» Selected extract
::::::

Page MenuHomePhabricator

Create #site-incident tag and use it for incident reports
Closed, DeclinedPublic

Description

We currently track incidents on wikitech, but track the follow-ups here on phabricator. I think it's worth considering tracking both on phab.

Benefits over wikitech:

  • see follow-up status inline
  • ability to follow all incidents by watching the site-incident tag
  • ability to add CCs and tags / projects
  • create sub-tasks for follow-ups, close the incident once all follow-ups are addressed
    • makes it relatively easy to see which incidents are ongoing / have outstanding follow-up
  • easy to mention the incident in other issues, with automatic linking of the mention in the original issue

Disadvantages over wikitech:

  • disruption of moving
  • site search on wikitech won't find phabricator issues (but reverse is true in phab too right now)

Event Timeline

GWicke raised the priority of this task from to Needs Triage.
GWicke updated the task description. (Show Details)
GWicke set Security to None.
GWicke added subscribers: GWicke, greg.
GWicke added a subscriber: ssastry.

There's https://wikitech.wikimedia.org/wiki/Incident_documentation but also https://phabricator.wikimedia.org/project/query/all/?after=incid with two existing tags so far.
But true, that might be less searchable for if you wanted to get a list.
Topic needs some policy and agreement it seems so we're not having stuff in several places.

See previous discussion in T929. Might want to close this as a dup and argument there instead, to have discussion in one place?

@Aklapper, lets use this issue to discuss the new proposal. I added a pointer in T929.

meta-comment: I want to make sure SRE is on board with any change given the incident report process came out of their group explicitly. So, let's bring this up in one of the weekly ops meetings?

In T85889#966759, @greg wrote:

meta-comment: I want to make sure SRE is on board with any change given the incident report process came out of their group explicitly. So, let's bring this up in one of the weekly ops meetings?

Has that happened yet?
Assuming "no", who plans to bring this up and should be the task assignee here? ;)

@Aklapper, we did bring it up & heard some positive noises, but I think a final decision was not yet made. @greg should know more.

@Aklapper, we did bring it up & heard some positive noises, but I think a final decision was not yet made. @greg should know more.

::::::

» Stored data
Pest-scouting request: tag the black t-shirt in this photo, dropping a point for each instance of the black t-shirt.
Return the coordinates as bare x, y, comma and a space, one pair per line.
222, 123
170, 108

::::::

» Short exercise A
Transcribe the stretch of the incident-tag proposal from "GWicke added subscribers: GWicke, greg." through "in several places.".
» Short exercise B
In the incident-tag proposal, what is the first disadvantage listed for moving away from wikitech?

» Full solution A
GWicke added subscribers: GWicke, greg.
GWicke added a subscriber: ssastry.

There's https://wikitech.wikimedia.org/wiki/Incident_documentation but also https://phabricator.wikimedia.org/project/query/all/?after=incid with two existing tags so far.
But true, that might be less searchable for if you wanted to get a list.
Topic needs some policy and agreement it seems so we're not having stuff in several places.

» Full solution B
Disruption of moving.